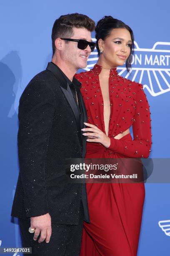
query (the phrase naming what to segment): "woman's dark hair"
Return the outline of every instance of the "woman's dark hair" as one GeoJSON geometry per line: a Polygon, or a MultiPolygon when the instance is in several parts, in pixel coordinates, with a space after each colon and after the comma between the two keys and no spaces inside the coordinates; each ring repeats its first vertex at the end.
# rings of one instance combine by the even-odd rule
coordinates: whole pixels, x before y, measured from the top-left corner
{"type": "Polygon", "coordinates": [[[52,29],[53,55],[55,51],[55,39],[59,37],[69,38],[73,35],[74,27],[84,28],[92,32],[95,28],[95,22],[86,15],[77,13],[60,16],[55,21],[52,29]]]}
{"type": "Polygon", "coordinates": [[[101,38],[103,40],[105,40],[107,37],[110,35],[112,30],[114,28],[126,28],[130,34],[132,43],[130,46],[130,54],[126,62],[126,69],[129,72],[130,68],[131,67],[131,63],[132,61],[134,48],[133,33],[129,26],[119,20],[114,19],[111,16],[105,16],[102,19],[98,21],[95,28],[95,38],[97,39],[96,48],[98,51],[98,56],[100,56],[100,55],[98,44],[99,40],[101,38]]]}

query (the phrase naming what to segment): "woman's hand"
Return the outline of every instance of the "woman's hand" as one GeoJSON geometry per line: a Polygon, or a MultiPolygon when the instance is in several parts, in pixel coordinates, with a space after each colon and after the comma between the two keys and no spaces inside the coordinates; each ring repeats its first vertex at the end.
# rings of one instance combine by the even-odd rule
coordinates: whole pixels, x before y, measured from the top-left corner
{"type": "Polygon", "coordinates": [[[105,148],[108,148],[110,145],[110,139],[105,133],[94,125],[87,123],[84,123],[86,126],[90,128],[84,128],[81,130],[85,132],[82,133],[84,136],[87,136],[87,141],[88,142],[97,142],[102,144],[105,148]]]}

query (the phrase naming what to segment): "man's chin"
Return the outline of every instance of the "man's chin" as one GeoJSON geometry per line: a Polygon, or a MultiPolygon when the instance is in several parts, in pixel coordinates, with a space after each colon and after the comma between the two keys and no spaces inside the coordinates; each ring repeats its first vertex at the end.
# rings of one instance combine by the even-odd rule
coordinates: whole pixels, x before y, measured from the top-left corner
{"type": "Polygon", "coordinates": [[[85,69],[85,67],[86,67],[87,65],[87,63],[85,65],[81,65],[81,66],[80,67],[79,69],[85,69]]]}

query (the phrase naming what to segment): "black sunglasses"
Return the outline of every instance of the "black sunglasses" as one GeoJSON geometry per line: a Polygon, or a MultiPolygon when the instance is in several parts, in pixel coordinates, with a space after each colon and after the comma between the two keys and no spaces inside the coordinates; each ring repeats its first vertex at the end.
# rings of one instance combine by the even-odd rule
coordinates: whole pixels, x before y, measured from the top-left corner
{"type": "Polygon", "coordinates": [[[96,43],[94,42],[88,42],[83,39],[73,39],[71,38],[61,38],[63,40],[66,41],[72,41],[73,42],[78,42],[78,47],[81,50],[84,50],[89,45],[91,51],[93,51],[96,46],[96,43]]]}

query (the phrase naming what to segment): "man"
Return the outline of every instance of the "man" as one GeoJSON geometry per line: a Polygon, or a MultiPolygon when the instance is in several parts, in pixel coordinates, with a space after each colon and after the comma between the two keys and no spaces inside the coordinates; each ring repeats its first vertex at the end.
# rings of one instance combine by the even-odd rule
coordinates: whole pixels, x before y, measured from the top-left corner
{"type": "Polygon", "coordinates": [[[94,50],[94,28],[82,14],[56,20],[52,62],[20,100],[20,171],[12,215],[20,218],[22,245],[32,255],[79,255],[83,218],[89,222],[85,184],[68,183],[65,164],[85,153],[81,129],[87,116],[73,76],[94,50]]]}

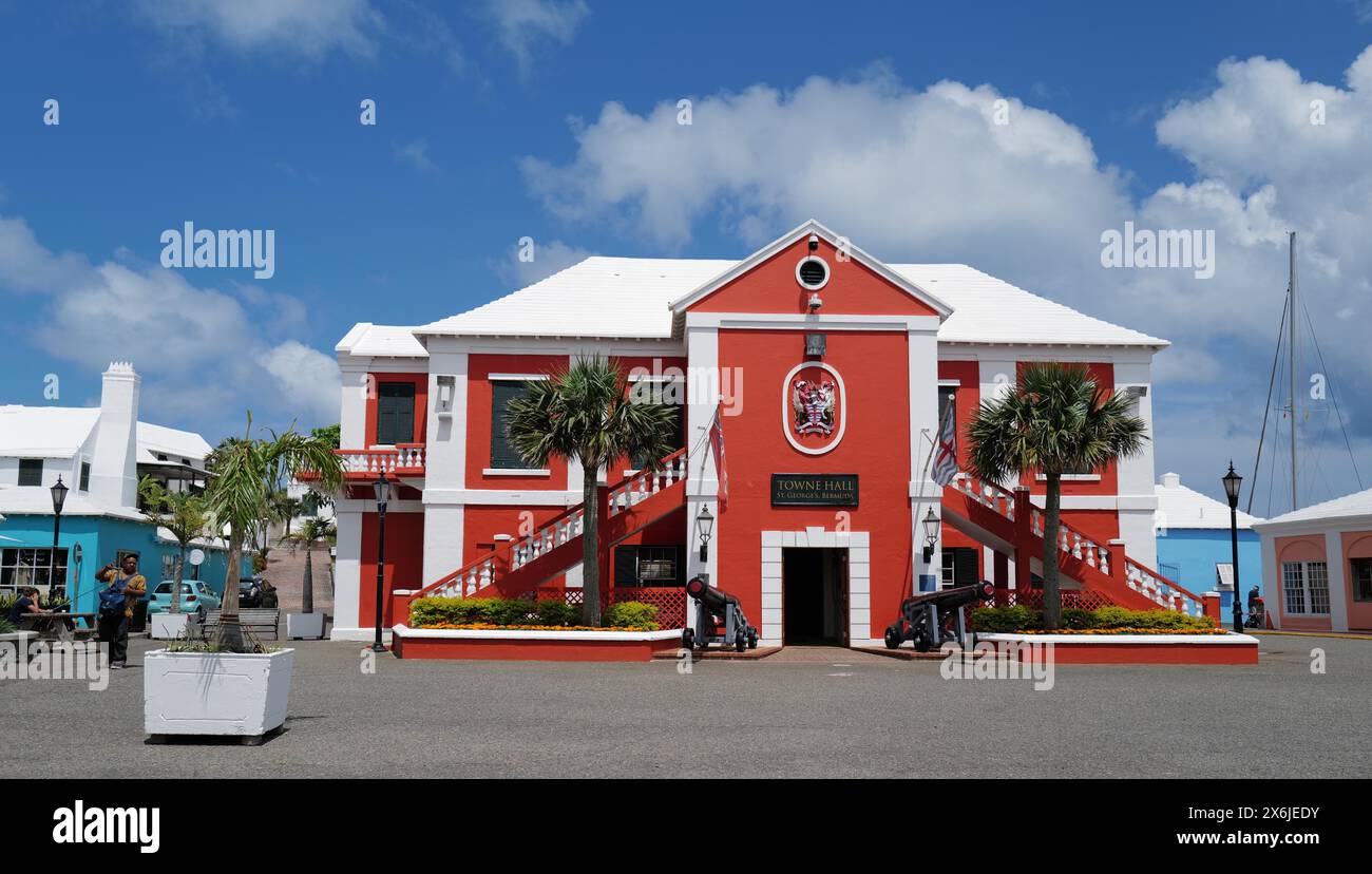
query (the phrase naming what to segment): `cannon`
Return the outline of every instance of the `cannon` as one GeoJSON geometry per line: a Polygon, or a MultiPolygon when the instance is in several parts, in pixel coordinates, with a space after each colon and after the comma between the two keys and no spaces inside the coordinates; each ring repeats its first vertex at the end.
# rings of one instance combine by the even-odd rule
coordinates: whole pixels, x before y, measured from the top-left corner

## Task details
Reproduce the material word for word. Any pictures should be left out of the copy.

## Problem solution
query (the phrase naming what to segment): "woman's dark hair"
Return the outline of every instance of the "woman's dark hair" as one GeoJSON geometry per line: a Polygon, or a MultiPolygon when the instance is in several parts, in pixel coordinates, with a space after each colon and after the comma between the two keys and no spaces inside the coordinates; each ring repeats its first vertex at the end.
# rings of one instance combine by the even-odd rule
coordinates: whole pixels, x before y, measured from the top-left corner
{"type": "Polygon", "coordinates": [[[52,29],[53,55],[55,51],[55,39],[59,37],[69,38],[73,35],[74,27],[84,28],[92,32],[95,28],[95,22],[86,15],[77,13],[60,16],[55,21],[52,29]]]}
{"type": "Polygon", "coordinates": [[[101,38],[103,40],[105,40],[107,37],[110,35],[112,30],[114,28],[126,28],[130,34],[132,43],[130,46],[130,54],[126,62],[126,69],[129,72],[130,68],[131,67],[131,63],[132,61],[134,48],[133,33],[129,26],[119,20],[114,19],[111,16],[105,16],[102,19],[98,21],[95,28],[95,38],[97,39],[96,48],[98,51],[98,56],[100,56],[100,55],[98,44],[99,40],[101,38]]]}

query (the phrase naming what to segment): "woman's hand"
Return the outline of every instance of the "woman's hand" as one GeoJSON geometry per line: a Polygon, or a MultiPolygon when the instance is in several parts, in pixel coordinates, with a space after each colon and after the comma between the two keys and no spaces inside the coordinates; each ring repeats its first vertex at the end.
# rings of one instance combine by the even-odd rule
coordinates: whole pixels, x before y, measured from the top-left corner
{"type": "Polygon", "coordinates": [[[105,148],[108,148],[110,145],[110,139],[105,133],[94,125],[87,123],[84,123],[86,126],[90,128],[84,128],[81,130],[85,132],[82,133],[84,136],[87,136],[87,141],[88,142],[97,142],[102,144],[105,148]]]}

query (the phrase naming what to segment): "man's chin"
Return the outline of every instance of the "man's chin" as one GeoJSON geometry per line: a Polygon, or a MultiPolygon when the instance is in several parts, in pixel coordinates, with a space after each colon and after the comma between the two keys and no spaces inside the coordinates; each ring repeats its first vertex at the end.
# rings of one instance combine by the even-odd rule
coordinates: whole pixels, x before y, measured from the top-left corner
{"type": "Polygon", "coordinates": [[[85,69],[85,67],[86,67],[87,65],[87,63],[85,65],[81,65],[81,66],[80,67],[79,69],[85,69]]]}

query (the phrase naming what to segment): "black sunglasses"
Return the outline of every instance of the "black sunglasses" as one GeoJSON geometry per line: a Polygon, or a MultiPolygon when the instance is in several parts, in pixel coordinates, with a space after each colon and after the comma between the two keys and no spaces inside the coordinates; each ring repeats its first vertex at the end.
# rings of one instance combine by the even-odd rule
coordinates: whole pixels, x before y, measured from the top-left corner
{"type": "Polygon", "coordinates": [[[96,43],[94,42],[88,42],[83,39],[73,39],[71,38],[61,38],[63,40],[66,41],[72,41],[73,42],[78,42],[78,47],[81,50],[84,50],[89,45],[91,51],[93,51],[96,46],[96,43]]]}

query (the phrase naming what to segment): "man"
Return the outline of every instance of the "man" as one GeoJSON geometry per line: a Polygon, or a MultiPolygon when the instance is in several parts, in pixel coordinates, with a space after each colon and after the comma between the two keys and no spaces inside the coordinates; each ring repeats its first vertex at the end.
# rings of one instance combine by the even-odd rule
coordinates: whole pixels, x before y, measured from the top-left corner
{"type": "Polygon", "coordinates": [[[94,50],[94,28],[82,14],[56,20],[52,62],[20,100],[20,171],[12,215],[20,218],[22,245],[32,255],[79,255],[83,218],[89,222],[85,184],[68,183],[65,164],[85,153],[81,129],[87,116],[73,76],[94,50]]]}

query (the phrase naming what to segment): `cannon`
Return the outline of every instance of the `cannon` as one GeoJSON geometry per line: a Polygon, or a MultiPolygon when the instance is in several parts, in pixel coordinates, with a space after each colon and after the comma between the two keys and no spaces inside the coordinates; each ring repeats its first vertex at the end.
# rings of one instance combine by the even-odd rule
coordinates: whole pixels, x before y, measured from the top-left corner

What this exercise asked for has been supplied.